Locate each line in the rows below that contains the word "mountain" and copy those lines out.

::: INPUT ROWS

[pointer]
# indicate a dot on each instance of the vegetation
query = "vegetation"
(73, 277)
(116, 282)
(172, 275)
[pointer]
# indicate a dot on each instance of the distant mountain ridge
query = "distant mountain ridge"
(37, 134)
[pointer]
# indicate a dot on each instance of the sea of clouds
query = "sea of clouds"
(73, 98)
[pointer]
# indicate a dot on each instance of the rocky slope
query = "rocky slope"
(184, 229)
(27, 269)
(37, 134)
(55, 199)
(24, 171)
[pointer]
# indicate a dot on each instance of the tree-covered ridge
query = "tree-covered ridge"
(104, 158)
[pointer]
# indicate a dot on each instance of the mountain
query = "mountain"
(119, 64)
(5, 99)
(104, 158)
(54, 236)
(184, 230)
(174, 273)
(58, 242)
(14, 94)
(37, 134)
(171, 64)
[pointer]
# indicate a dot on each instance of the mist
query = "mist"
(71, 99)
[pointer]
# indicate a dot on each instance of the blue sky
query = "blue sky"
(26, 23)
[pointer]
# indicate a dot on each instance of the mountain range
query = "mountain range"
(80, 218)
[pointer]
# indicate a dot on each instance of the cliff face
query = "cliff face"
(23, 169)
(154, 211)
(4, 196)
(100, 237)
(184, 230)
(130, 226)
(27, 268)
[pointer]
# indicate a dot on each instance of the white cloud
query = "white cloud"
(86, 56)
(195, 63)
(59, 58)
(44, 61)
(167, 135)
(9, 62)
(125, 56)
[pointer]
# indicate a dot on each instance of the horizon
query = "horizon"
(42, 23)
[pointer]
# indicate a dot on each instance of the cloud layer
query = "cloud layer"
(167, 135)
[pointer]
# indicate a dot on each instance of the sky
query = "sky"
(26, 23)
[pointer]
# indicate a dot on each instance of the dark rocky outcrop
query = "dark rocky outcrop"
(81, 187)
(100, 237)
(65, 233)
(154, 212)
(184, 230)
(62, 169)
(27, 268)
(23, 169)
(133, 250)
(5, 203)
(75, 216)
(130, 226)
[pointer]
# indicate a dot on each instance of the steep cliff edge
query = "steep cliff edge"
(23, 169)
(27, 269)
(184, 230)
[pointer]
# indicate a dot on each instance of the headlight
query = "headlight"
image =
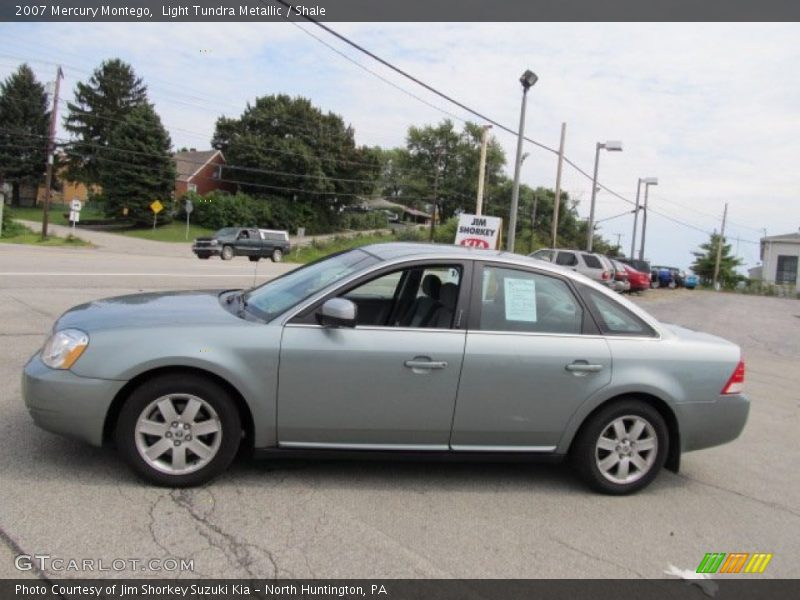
(63, 348)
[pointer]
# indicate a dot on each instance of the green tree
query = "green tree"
(101, 104)
(24, 126)
(442, 157)
(705, 260)
(137, 167)
(289, 153)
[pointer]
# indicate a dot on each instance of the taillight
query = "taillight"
(735, 384)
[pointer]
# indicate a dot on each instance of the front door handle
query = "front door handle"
(425, 363)
(582, 366)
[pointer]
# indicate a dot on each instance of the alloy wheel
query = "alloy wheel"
(178, 434)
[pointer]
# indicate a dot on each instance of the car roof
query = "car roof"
(389, 251)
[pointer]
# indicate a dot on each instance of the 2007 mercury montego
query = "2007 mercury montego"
(425, 349)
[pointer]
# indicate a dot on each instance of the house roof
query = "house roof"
(786, 237)
(187, 164)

::::::

- TASK RESULT -
# indicate a dot on each instance of the distant mountain ridge
query = "distant mountain ridge"
# indicate a dot on each instance of the mountain
query = "mountain"
# indicate a dot on each instance of the mountain range
query = "mountain range"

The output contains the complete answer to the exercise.